[Natural-language object grounding data]
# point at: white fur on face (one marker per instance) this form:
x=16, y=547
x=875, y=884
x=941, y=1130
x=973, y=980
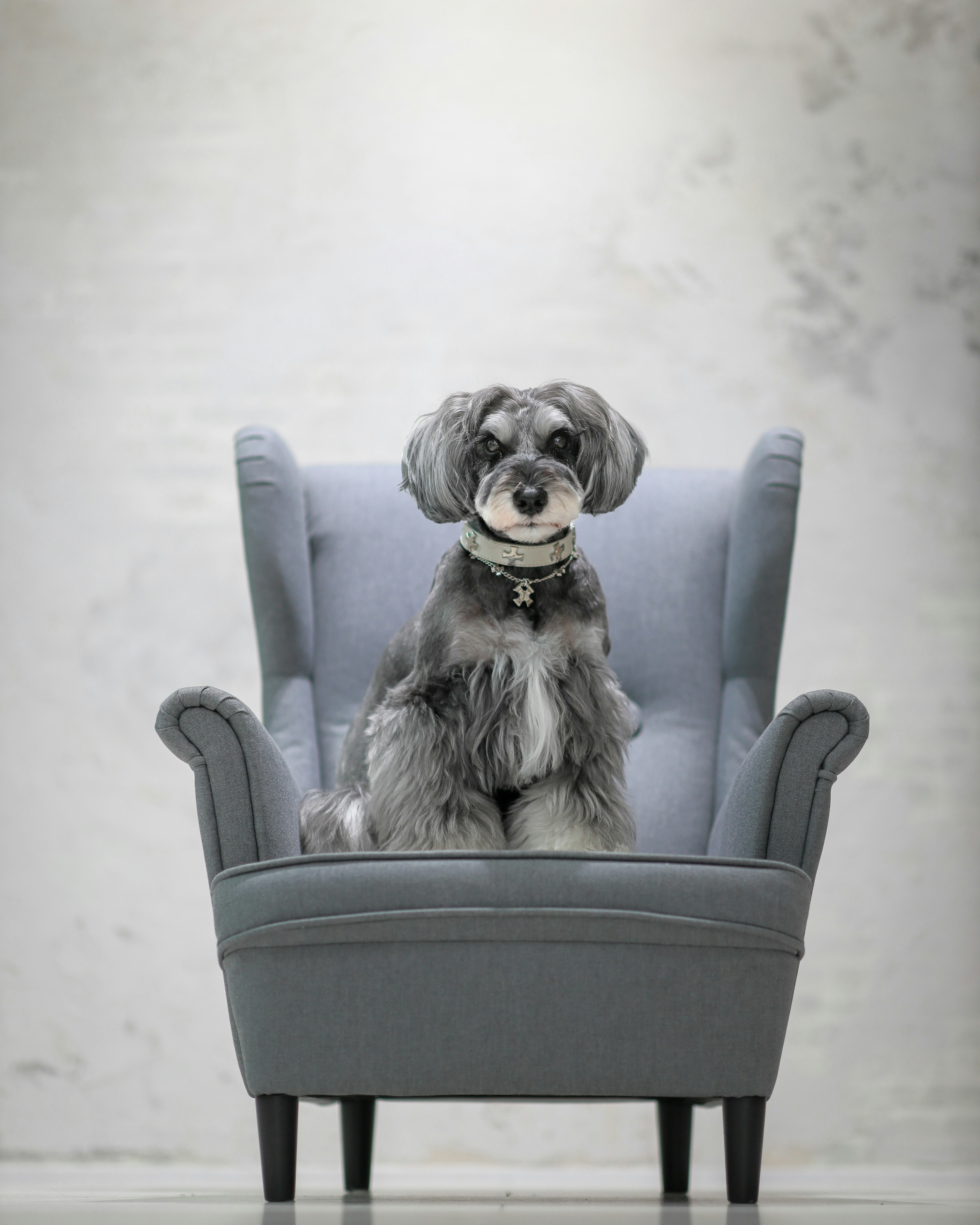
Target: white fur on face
x=500, y=514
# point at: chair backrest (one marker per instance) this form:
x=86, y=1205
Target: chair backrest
x=695, y=569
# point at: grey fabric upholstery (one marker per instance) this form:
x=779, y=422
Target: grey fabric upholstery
x=274, y=520
x=781, y=799
x=764, y=525
x=515, y=974
x=695, y=569
x=248, y=804
x=520, y=974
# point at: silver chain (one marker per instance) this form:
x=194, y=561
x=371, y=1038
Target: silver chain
x=525, y=589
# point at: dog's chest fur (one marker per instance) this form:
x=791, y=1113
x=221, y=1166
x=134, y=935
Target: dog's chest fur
x=515, y=676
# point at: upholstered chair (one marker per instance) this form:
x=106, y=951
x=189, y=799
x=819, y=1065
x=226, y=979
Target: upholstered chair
x=666, y=974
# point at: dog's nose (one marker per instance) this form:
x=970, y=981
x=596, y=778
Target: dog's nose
x=530, y=499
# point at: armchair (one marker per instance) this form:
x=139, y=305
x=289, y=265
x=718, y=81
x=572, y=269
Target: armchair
x=667, y=974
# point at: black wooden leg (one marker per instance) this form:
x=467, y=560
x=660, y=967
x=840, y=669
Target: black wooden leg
x=745, y=1123
x=277, y=1115
x=674, y=1119
x=358, y=1135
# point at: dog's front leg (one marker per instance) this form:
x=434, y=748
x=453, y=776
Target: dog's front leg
x=573, y=809
x=422, y=788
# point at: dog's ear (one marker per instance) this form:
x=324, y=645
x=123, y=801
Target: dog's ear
x=610, y=451
x=437, y=467
x=434, y=462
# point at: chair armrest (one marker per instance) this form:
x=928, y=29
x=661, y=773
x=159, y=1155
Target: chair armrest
x=780, y=802
x=248, y=803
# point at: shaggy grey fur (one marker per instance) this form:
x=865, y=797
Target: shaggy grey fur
x=489, y=726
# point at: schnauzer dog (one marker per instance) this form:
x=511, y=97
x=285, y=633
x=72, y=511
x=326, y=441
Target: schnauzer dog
x=493, y=721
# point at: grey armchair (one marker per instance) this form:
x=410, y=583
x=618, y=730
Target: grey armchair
x=667, y=974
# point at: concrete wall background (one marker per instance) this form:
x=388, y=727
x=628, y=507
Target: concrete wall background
x=326, y=217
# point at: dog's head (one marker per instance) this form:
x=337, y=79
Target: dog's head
x=527, y=462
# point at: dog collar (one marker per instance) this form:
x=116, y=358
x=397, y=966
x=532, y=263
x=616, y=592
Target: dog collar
x=525, y=557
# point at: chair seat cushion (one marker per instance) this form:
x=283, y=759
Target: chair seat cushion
x=510, y=974
x=511, y=896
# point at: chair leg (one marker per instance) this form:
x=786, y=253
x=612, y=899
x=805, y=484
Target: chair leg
x=745, y=1123
x=358, y=1135
x=277, y=1115
x=674, y=1120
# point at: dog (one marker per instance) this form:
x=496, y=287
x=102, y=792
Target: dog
x=494, y=721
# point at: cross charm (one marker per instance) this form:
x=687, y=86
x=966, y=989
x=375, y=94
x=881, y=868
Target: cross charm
x=525, y=593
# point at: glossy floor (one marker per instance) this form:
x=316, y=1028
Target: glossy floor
x=119, y=1195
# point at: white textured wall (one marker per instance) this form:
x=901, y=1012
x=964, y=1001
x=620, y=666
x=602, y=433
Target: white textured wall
x=325, y=217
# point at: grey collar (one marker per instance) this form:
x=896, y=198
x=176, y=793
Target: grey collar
x=525, y=557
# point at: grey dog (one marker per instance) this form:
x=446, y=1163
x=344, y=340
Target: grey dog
x=493, y=721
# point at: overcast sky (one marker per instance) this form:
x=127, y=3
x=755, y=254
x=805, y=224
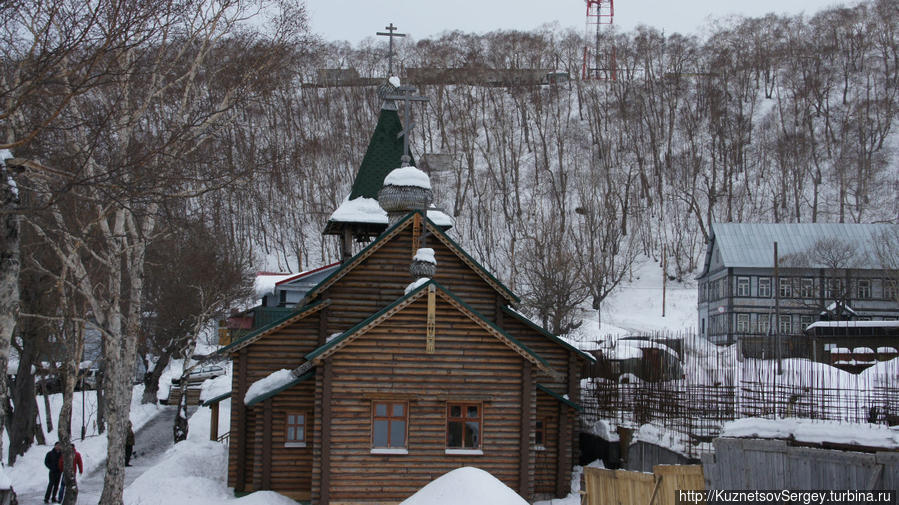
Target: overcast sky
x=354, y=20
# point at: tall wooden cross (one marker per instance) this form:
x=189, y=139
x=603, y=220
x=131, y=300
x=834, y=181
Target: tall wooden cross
x=390, y=29
x=405, y=93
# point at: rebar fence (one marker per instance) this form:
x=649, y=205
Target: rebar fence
x=718, y=385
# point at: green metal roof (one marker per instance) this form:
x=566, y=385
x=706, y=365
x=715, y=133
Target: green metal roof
x=562, y=399
x=414, y=294
x=217, y=399
x=384, y=154
x=543, y=331
x=378, y=241
x=249, y=337
x=289, y=385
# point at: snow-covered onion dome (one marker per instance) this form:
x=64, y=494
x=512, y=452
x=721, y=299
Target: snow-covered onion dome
x=405, y=189
x=423, y=263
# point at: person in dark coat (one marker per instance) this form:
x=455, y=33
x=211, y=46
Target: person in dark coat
x=51, y=461
x=76, y=459
x=129, y=444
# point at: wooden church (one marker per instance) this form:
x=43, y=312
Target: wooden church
x=382, y=380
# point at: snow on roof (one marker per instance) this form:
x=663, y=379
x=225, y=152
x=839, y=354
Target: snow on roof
x=215, y=387
x=367, y=210
x=309, y=272
x=854, y=324
x=268, y=384
x=425, y=254
x=359, y=210
x=813, y=431
x=465, y=486
x=408, y=176
x=265, y=282
x=752, y=244
x=414, y=285
x=833, y=306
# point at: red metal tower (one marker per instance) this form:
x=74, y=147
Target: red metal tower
x=599, y=62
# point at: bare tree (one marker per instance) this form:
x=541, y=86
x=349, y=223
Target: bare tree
x=552, y=277
x=147, y=136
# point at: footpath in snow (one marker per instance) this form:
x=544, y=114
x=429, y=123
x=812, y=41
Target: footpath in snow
x=152, y=440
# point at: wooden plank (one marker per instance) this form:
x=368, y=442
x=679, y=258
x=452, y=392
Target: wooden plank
x=527, y=429
x=325, y=493
x=267, y=444
x=214, y=422
x=237, y=404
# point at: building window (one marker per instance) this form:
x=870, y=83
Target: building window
x=764, y=287
x=388, y=425
x=742, y=286
x=463, y=426
x=863, y=291
x=786, y=287
x=808, y=288
x=296, y=429
x=785, y=324
x=833, y=289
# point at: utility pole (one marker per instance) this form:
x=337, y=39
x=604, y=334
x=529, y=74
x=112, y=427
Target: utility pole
x=776, y=323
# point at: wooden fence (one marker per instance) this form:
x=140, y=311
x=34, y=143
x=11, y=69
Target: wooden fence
x=774, y=464
x=622, y=487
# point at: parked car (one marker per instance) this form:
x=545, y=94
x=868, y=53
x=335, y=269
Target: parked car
x=201, y=374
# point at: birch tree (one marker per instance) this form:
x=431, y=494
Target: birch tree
x=147, y=136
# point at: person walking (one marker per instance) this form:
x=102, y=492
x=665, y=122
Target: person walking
x=78, y=464
x=129, y=444
x=51, y=461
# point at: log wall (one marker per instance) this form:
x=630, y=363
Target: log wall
x=547, y=459
x=283, y=349
x=389, y=362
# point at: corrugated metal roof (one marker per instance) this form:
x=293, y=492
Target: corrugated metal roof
x=752, y=244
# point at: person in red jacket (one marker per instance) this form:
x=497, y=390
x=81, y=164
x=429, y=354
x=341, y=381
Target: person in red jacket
x=76, y=457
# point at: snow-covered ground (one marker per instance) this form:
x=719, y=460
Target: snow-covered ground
x=636, y=306
x=193, y=471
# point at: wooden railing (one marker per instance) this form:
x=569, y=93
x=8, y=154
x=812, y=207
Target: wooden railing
x=622, y=487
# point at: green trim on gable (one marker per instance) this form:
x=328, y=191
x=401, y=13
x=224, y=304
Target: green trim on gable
x=562, y=399
x=352, y=261
x=217, y=399
x=274, y=392
x=251, y=337
x=541, y=330
x=343, y=336
x=410, y=297
x=383, y=155
x=384, y=236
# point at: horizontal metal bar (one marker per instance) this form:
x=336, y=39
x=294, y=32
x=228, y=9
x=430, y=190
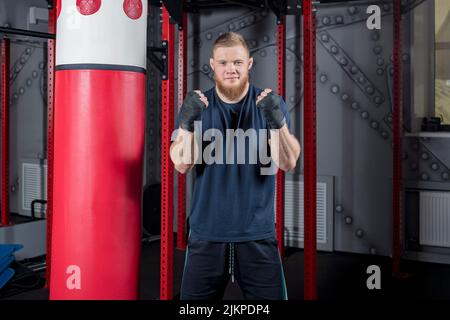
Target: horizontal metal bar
x=28, y=33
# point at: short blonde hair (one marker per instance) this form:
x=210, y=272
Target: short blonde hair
x=230, y=39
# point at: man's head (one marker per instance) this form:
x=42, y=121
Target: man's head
x=231, y=63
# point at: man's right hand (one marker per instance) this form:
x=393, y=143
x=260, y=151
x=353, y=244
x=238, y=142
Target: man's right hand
x=193, y=105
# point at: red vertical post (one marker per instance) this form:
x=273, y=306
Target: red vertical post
x=309, y=116
x=397, y=115
x=166, y=266
x=281, y=49
x=182, y=88
x=6, y=60
x=50, y=135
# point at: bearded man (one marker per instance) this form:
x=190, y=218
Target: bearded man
x=232, y=228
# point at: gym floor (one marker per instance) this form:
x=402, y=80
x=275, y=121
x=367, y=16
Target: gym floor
x=339, y=276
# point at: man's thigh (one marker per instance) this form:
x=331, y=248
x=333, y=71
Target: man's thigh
x=259, y=271
x=205, y=273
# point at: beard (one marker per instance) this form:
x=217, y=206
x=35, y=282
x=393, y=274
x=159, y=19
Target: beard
x=234, y=91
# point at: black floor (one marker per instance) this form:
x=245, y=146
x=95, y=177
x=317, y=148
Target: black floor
x=339, y=276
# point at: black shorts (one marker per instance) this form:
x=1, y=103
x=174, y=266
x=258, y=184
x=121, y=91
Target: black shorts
x=256, y=266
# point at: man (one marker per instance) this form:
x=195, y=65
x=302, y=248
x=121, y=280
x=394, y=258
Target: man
x=232, y=230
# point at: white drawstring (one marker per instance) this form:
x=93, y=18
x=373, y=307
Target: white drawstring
x=231, y=262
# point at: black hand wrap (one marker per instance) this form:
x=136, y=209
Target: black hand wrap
x=191, y=111
x=270, y=107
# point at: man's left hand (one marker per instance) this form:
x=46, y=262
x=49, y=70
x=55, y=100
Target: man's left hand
x=269, y=104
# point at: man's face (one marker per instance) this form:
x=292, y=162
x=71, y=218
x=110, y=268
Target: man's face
x=231, y=66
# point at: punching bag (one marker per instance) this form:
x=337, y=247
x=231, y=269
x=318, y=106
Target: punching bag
x=99, y=147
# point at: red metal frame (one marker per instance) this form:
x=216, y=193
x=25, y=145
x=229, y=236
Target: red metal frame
x=166, y=262
x=309, y=113
x=281, y=65
x=397, y=125
x=6, y=60
x=182, y=88
x=50, y=135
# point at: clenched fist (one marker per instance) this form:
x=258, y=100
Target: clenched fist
x=269, y=104
x=193, y=105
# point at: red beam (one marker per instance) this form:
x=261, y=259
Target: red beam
x=281, y=65
x=50, y=135
x=182, y=88
x=309, y=116
x=6, y=60
x=166, y=261
x=397, y=125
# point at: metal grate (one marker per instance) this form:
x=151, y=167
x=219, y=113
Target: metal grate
x=294, y=211
x=34, y=186
x=434, y=218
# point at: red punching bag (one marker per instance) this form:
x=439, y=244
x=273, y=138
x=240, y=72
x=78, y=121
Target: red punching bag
x=99, y=146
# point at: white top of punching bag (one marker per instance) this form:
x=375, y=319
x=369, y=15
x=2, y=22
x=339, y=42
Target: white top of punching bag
x=107, y=32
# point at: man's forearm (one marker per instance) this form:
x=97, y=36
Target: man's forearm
x=183, y=151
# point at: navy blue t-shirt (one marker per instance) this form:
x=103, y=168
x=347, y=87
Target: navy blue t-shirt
x=231, y=201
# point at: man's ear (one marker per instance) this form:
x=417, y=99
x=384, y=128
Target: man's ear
x=250, y=63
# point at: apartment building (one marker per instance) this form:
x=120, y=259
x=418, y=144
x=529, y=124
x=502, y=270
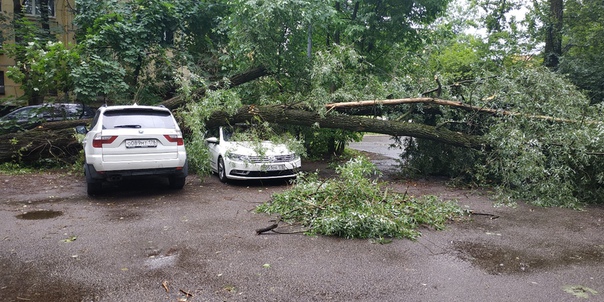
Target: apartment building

▶ _YOUR OBJECTIVE_: Taking the lines above, repeat exactly those from the line that contains "x=333, y=71" through the line that contains "x=229, y=236", and both of those lines as well. Include nothing else.

▶ _SOLUTION FOR THIS PROBLEM_:
x=333, y=71
Target: man's thigh
x=259, y=271
x=205, y=273
# point at: beard (one marker per instance) this form:
x=217, y=206
x=35, y=282
x=393, y=274
x=159, y=19
Target: beard
x=234, y=91
# point at: black floor (one marker per instance) this form:
x=245, y=146
x=95, y=177
x=317, y=148
Target: black floor
x=339, y=276
# point at: black shorts (one marker per instance) this form:
x=1, y=103
x=174, y=266
x=258, y=184
x=121, y=91
Target: black shorts
x=256, y=266
# point at: man (one marker per instance) this form:
x=195, y=65
x=302, y=248
x=121, y=280
x=394, y=258
Target: man
x=232, y=230
# point at: white drawstring (one marker per instance) this form:
x=93, y=18
x=373, y=307
Target: white drawstring
x=231, y=262
# point at: black hand wrap (one marker per instance) this form:
x=136, y=209
Target: black hand wrap
x=191, y=111
x=270, y=107
# point at: man's left hand (one marker per instance) this form:
x=46, y=262
x=49, y=70
x=55, y=100
Target: man's left hand
x=269, y=104
# point at: man's face (one marker per instance) this form:
x=292, y=162
x=71, y=218
x=110, y=268
Target: man's face
x=231, y=66
# point at: punching bag (one marker per instance) this form:
x=337, y=247
x=231, y=269
x=318, y=106
Target: punching bag
x=99, y=147
# point at: red metal frame (one marker per instance) this form:
x=216, y=193
x=25, y=145
x=229, y=236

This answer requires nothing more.